> _Selection_
^^^^^^^^^^^^^^^^

Eduhonesty: Danielson’s presenter knows her material and she knows teaching. I found myself participating in a zero-interest PD, scrawling ideas on poster paper and talking to “elbow partners” and small group members about implementing Danielson’s framework. I wonder how that presenter would have behaved if she had known, as she coached us cheerily through that PD, that a number of attendees had just been purged from the district. She was speaking to the walking dead, people who had been told the day before that they no longer worked for the district, the result of a deal between the district and the state I have been told. I have not confirmed the latter, but I would not be surprised. We are a district at the end of No Child Left Behind failures, subject to sanctions that include even firing the whole teaching staff of the district.

The presenter was right about that overwhelmed part. I kept scanning the room, looking at lost and lonely faces, the teachers who were obediently killing time before they went off to look for new positions over Spring Break. Some faces were absent, of course. Not all the walking dead decided to sit through another bout of Danielson. In spare minutes, colleagues talked to me indignantly about their lost jobs. I’m not going to go into details at the moment, but I felt truly angry for some of my young colleagues, many of whom were feeling angry for their fallen comrades. Still, one advantage of age has to be a sense of perspective. In this context, losing a job may be a piece of extremely good luck. After all, this is the humane and sensitive district that fired a large chunk of its teaching staff right before a required PD about the evaluation system used to push those same staff members out, and then expected those non-renewed teachers to attend that evaluation PD, before sending them off to enjoy their spring break.

Overwhelmed? Oh, yeah.

And the scary part may be that the Danielson presenter could be right: This may simply be the nature of teaching in an academically-disadvantaged school district in these times.

^^^^^^^^^^^^^^^^

> _Provided material_
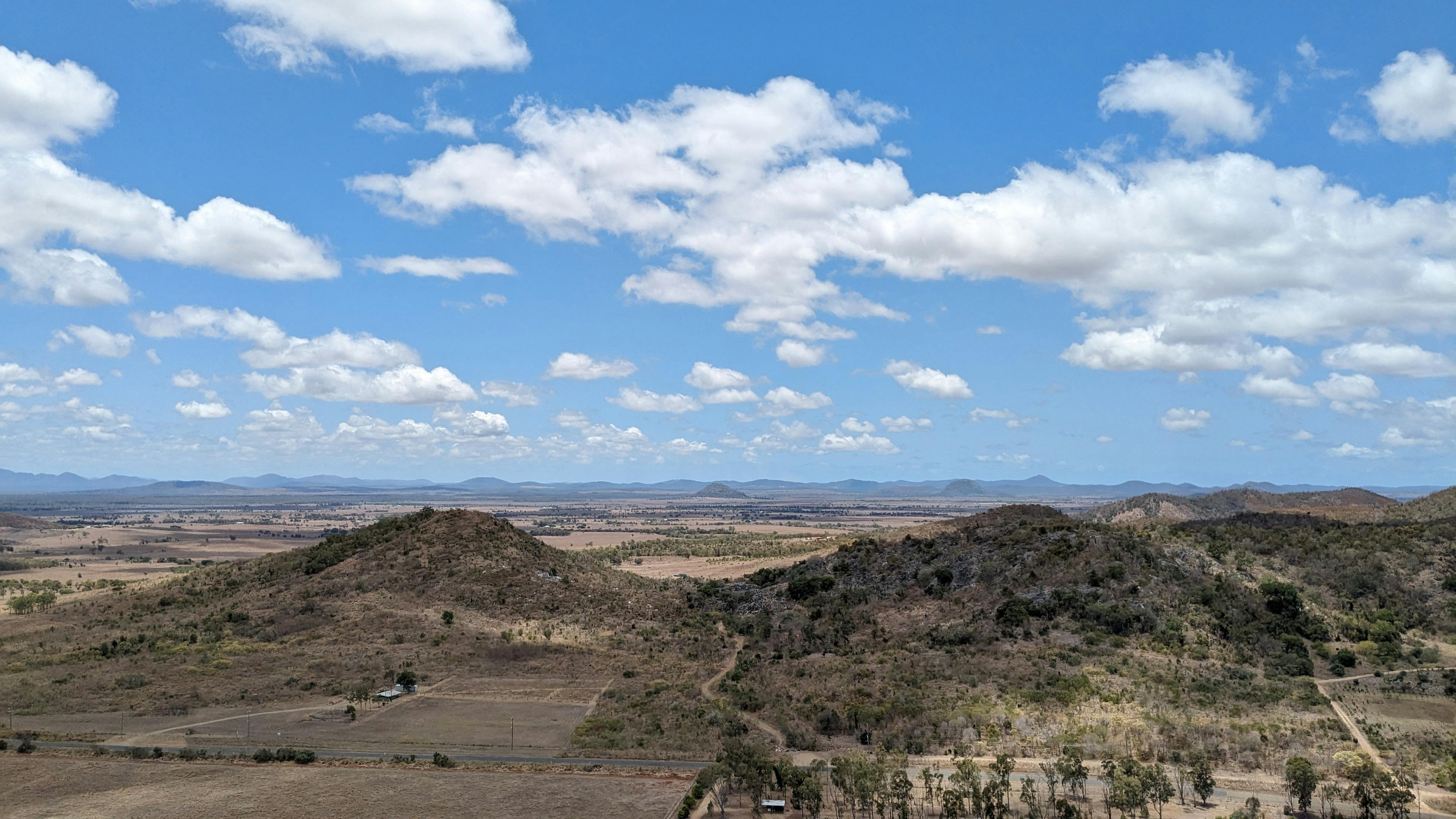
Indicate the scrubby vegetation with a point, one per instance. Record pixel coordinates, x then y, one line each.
1018 632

^^^^^^^^^^^^^^^^

> _Exercise set_
A: Reproduce everything in the post from "And the scary" down to "in these times.".
B: List each distinct proper name in the post, leaving out abbreviations.
The data has no connection to the post.

> _In response_
A:
And the scary part may be that the Danielson presenter could be right: This may simply be the nature of teaching in an academically-disadvantaged school district in these times.

B:
Eduhonesty
Danielson
No Child Left Behind
Spring Break